Brief
Convert every line of the records below into a Markdown table with the columns "Row" and "Line," numbering the rows and skipping blank lines. Leave the pictures out of the table.

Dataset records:
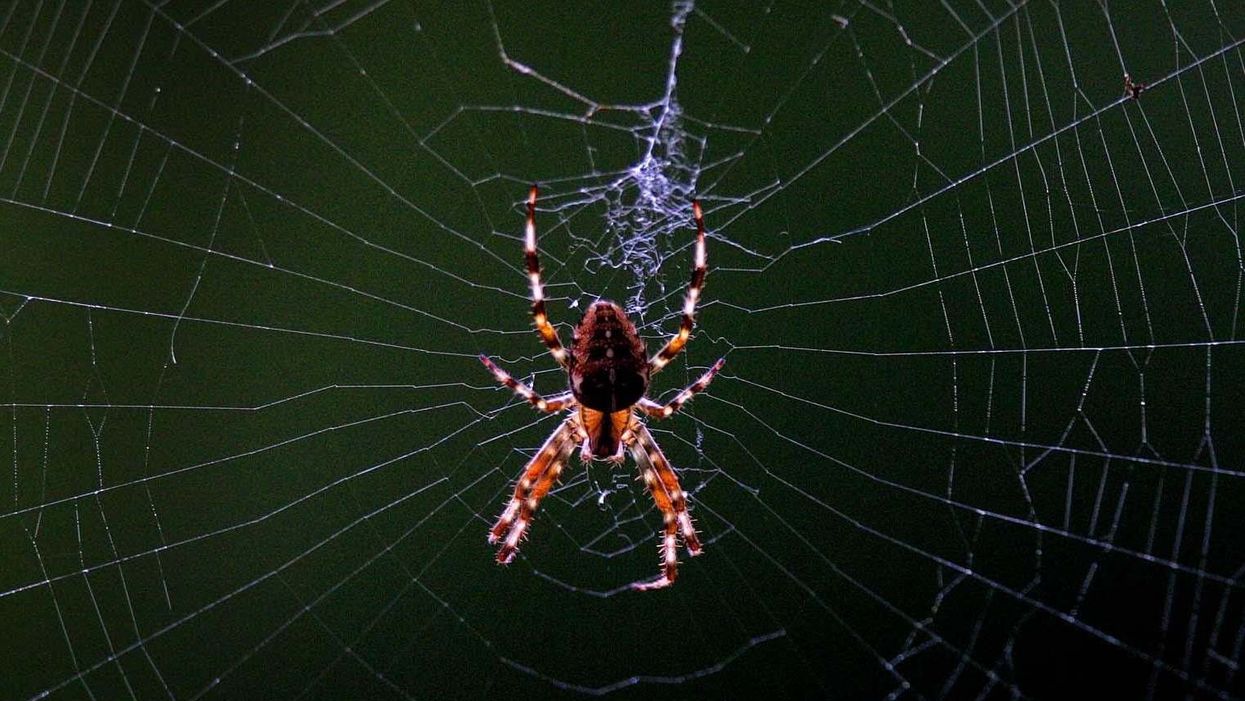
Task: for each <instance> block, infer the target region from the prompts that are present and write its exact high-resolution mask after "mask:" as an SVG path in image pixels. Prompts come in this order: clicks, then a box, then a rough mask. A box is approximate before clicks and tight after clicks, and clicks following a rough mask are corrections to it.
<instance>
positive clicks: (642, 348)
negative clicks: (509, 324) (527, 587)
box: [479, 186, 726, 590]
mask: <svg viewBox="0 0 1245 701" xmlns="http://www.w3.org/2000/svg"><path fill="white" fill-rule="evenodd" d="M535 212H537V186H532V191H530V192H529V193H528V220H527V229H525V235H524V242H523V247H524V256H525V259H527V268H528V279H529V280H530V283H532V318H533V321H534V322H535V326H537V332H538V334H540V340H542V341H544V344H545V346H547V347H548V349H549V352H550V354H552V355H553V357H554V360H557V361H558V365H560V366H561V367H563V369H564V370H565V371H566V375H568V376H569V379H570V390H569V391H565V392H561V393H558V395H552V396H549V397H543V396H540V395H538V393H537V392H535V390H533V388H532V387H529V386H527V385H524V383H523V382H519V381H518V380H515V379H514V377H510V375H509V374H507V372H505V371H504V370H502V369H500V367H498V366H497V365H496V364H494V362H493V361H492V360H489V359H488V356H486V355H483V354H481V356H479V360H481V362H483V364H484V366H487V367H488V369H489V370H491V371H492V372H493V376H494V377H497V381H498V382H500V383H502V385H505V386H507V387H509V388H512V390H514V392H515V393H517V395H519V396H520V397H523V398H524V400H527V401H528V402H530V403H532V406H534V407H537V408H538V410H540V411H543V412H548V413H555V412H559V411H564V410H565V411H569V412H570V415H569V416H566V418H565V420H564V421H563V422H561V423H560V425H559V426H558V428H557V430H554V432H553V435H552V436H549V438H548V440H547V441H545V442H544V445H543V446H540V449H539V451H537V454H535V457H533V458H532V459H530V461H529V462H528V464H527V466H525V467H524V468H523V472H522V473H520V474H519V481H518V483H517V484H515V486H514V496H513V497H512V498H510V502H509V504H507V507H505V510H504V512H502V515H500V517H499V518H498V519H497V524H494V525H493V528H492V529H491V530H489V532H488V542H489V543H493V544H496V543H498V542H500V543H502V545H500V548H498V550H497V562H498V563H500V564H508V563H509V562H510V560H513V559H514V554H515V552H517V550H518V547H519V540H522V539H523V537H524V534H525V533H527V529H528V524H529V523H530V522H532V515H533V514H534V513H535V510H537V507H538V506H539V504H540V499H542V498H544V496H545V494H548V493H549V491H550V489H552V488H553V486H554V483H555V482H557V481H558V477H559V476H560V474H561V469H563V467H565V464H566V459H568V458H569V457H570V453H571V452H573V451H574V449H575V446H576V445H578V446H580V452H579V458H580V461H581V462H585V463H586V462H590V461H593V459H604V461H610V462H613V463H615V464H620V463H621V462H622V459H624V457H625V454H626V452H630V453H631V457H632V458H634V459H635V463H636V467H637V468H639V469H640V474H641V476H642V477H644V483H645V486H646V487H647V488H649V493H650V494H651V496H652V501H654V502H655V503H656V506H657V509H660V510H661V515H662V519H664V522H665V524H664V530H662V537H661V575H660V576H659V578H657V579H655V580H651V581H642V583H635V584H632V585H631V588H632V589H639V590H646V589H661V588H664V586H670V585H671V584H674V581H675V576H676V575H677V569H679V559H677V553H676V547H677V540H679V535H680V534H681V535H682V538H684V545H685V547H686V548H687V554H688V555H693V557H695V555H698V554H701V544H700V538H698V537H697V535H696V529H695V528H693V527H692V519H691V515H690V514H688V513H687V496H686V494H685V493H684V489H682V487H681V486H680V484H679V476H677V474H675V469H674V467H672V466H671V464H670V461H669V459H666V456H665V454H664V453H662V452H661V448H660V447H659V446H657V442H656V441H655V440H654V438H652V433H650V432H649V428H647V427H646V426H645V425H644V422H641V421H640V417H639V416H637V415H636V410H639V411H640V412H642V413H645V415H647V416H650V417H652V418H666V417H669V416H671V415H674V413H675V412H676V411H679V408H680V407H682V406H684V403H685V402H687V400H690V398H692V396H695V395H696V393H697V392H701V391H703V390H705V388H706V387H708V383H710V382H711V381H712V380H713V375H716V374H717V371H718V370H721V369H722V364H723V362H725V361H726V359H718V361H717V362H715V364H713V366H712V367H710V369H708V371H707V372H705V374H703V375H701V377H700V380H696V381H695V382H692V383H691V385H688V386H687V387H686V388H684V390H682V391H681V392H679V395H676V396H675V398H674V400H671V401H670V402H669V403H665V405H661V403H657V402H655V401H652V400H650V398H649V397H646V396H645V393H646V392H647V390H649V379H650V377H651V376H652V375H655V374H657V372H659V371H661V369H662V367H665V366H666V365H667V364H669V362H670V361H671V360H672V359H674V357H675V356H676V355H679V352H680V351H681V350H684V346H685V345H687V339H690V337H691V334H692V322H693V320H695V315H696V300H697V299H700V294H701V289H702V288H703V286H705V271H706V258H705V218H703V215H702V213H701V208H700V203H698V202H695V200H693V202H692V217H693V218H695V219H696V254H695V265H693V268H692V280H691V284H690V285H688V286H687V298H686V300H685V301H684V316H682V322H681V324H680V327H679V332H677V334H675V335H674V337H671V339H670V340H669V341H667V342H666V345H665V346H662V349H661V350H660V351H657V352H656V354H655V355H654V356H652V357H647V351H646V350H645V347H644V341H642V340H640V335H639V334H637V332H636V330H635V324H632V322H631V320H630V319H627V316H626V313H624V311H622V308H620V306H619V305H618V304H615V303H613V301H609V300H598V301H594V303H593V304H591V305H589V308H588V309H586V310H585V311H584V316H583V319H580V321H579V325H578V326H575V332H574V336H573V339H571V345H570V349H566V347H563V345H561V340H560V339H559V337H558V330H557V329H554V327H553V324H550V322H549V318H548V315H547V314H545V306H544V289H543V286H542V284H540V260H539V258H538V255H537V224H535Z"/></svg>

Written answer
| Row | Line |
|---|---|
| 1 | Task: for each <instance> block, infer the target region from the prompts that are present and write its exact high-resolution mask after "mask:" as an SVG path in image pixels. Prompts come in this order: clicks, then a box, then a rough mask. A box is approximate before clicks and tight after clicks, and clicks following a rough mask are corrections to it. |
| 2 | <instance> |
| 3 | positive clicks: (642, 348) |
| 4 | negative clicks: (509, 324) (527, 587) |
| 5 | box: [479, 186, 726, 590] |
| 6 | mask: <svg viewBox="0 0 1245 701" xmlns="http://www.w3.org/2000/svg"><path fill="white" fill-rule="evenodd" d="M535 212H537V186H532V191H530V192H529V193H528V220H527V229H525V235H524V242H523V247H524V256H525V259H527V268H528V279H529V280H530V283H532V318H533V321H534V322H535V326H537V332H538V334H540V340H542V341H544V344H545V346H547V347H548V349H549V352H550V354H552V355H553V357H554V360H557V361H558V365H560V366H561V367H563V369H564V370H565V371H566V375H568V376H569V379H570V390H569V391H565V392H561V393H558V395H552V396H549V397H543V396H540V395H538V393H537V392H535V390H533V388H532V387H529V386H527V385H524V383H523V382H519V381H518V380H515V379H514V377H510V375H509V374H507V372H505V371H504V370H502V369H500V367H498V366H497V365H496V364H494V362H493V361H492V360H489V359H488V356H486V355H483V354H481V356H479V360H481V362H483V364H484V366H487V367H488V369H489V370H491V371H492V372H493V376H494V377H497V381H498V382H500V383H502V385H505V386H507V387H509V388H512V390H514V392H515V393H517V395H519V396H520V397H523V398H524V400H527V401H528V402H530V403H532V406H534V407H537V408H538V410H540V411H543V412H548V413H555V412H559V411H564V410H565V411H569V412H570V415H569V416H566V418H565V420H564V421H563V422H561V423H560V425H559V426H558V428H557V430H554V432H553V435H552V436H549V438H548V440H547V441H545V442H544V445H543V446H540V449H539V451H537V454H535V457H533V458H532V459H530V461H529V462H528V464H527V466H525V467H524V468H523V472H522V473H520V474H519V481H518V483H517V484H515V486H514V496H513V497H512V498H510V502H509V504H507V507H505V510H504V512H502V515H500V517H499V518H498V519H497V524H494V525H493V528H492V529H491V530H489V532H488V542H489V543H493V544H496V543H498V542H500V543H502V545H500V548H498V550H497V562H498V563H500V564H508V563H509V562H510V560H513V559H514V554H515V552H517V550H518V547H519V540H522V539H523V537H524V534H525V533H527V529H528V524H529V523H530V522H532V515H533V514H534V513H535V510H537V507H538V506H539V504H540V499H542V498H544V496H545V494H548V493H549V491H550V489H552V488H553V486H554V483H555V482H557V481H558V477H559V476H560V474H561V469H563V467H565V464H566V459H568V458H569V457H570V453H571V452H573V451H574V449H575V446H576V445H578V446H580V452H579V458H580V461H581V462H585V463H586V462H590V461H593V459H604V461H610V462H613V463H615V464H620V463H621V462H622V459H624V457H625V454H626V452H630V453H631V457H632V458H634V459H635V463H636V467H637V468H639V469H640V474H641V476H642V477H644V483H645V486H646V487H647V488H649V493H650V494H651V496H652V501H654V502H655V503H656V506H657V509H660V510H661V515H662V519H664V522H665V524H664V530H662V537H661V575H660V576H659V578H657V579H655V580H651V581H642V583H635V584H632V585H631V588H632V589H639V590H646V589H661V588H664V586H670V585H671V584H674V581H675V576H676V575H677V569H679V559H677V553H676V547H677V540H679V535H680V534H681V535H682V538H684V545H685V547H686V548H687V554H688V555H693V557H695V555H698V554H701V544H700V538H698V537H697V535H696V529H695V528H693V527H692V519H691V515H690V514H688V513H687V496H686V494H685V493H684V489H682V487H681V486H680V484H679V476H677V474H675V469H674V467H672V466H671V464H670V461H669V459H666V456H665V454H664V453H662V452H661V448H660V447H659V446H657V442H656V441H655V440H654V438H652V433H650V432H649V428H647V427H646V426H645V425H644V422H641V421H640V417H639V416H637V415H636V410H639V411H640V412H642V413H645V415H647V416H650V417H652V418H666V417H669V416H671V415H674V413H675V412H676V411H679V408H680V407H682V406H684V403H685V402H687V400H690V398H692V396H695V395H696V393H697V392H701V391H703V390H705V388H706V387H708V383H710V382H711V381H712V380H713V375H716V374H717V371H718V370H721V369H722V364H723V362H725V361H726V359H718V361H717V362H715V364H713V366H712V367H710V369H708V371H707V372H705V374H703V375H701V377H700V380H696V381H695V382H692V383H691V385H688V386H687V387H686V388H684V390H682V391H681V392H679V395H676V396H675V398H674V400H671V401H670V402H669V403H665V405H661V403H657V402H655V401H652V400H650V398H649V397H646V396H645V393H646V392H647V390H649V379H650V377H651V376H652V375H655V374H657V372H659V371H661V369H662V367H665V366H666V365H667V364H669V362H670V361H671V360H672V359H674V357H675V356H676V355H679V352H680V351H681V350H684V346H685V345H687V339H690V337H691V334H692V322H693V320H695V315H696V300H697V299H700V294H701V289H702V288H703V286H705V271H706V258H705V218H703V215H702V213H701V208H700V203H698V202H695V200H693V202H692V217H693V218H695V219H696V254H695V265H693V268H692V280H691V284H690V285H688V286H687V298H686V300H685V301H684V316H682V322H681V324H680V327H679V332H677V334H675V335H674V337H671V339H670V340H669V341H667V342H666V345H665V346H662V349H661V350H660V351H657V352H656V354H655V355H654V356H652V357H647V351H646V350H645V347H644V341H642V340H640V335H639V334H637V332H636V330H635V324H632V322H631V320H630V319H627V316H626V313H624V311H622V308H620V306H619V305H618V304H615V303H613V301H609V300H598V301H594V303H593V304H591V305H589V308H588V309H586V310H585V311H584V316H583V319H580V321H579V325H578V326H575V332H574V336H573V339H571V345H570V349H566V347H563V345H561V340H560V339H559V337H558V330H557V329H554V327H553V324H550V322H549V318H548V315H547V314H545V306H544V289H543V286H542V284H540V260H539V258H538V255H537V224H535Z"/></svg> |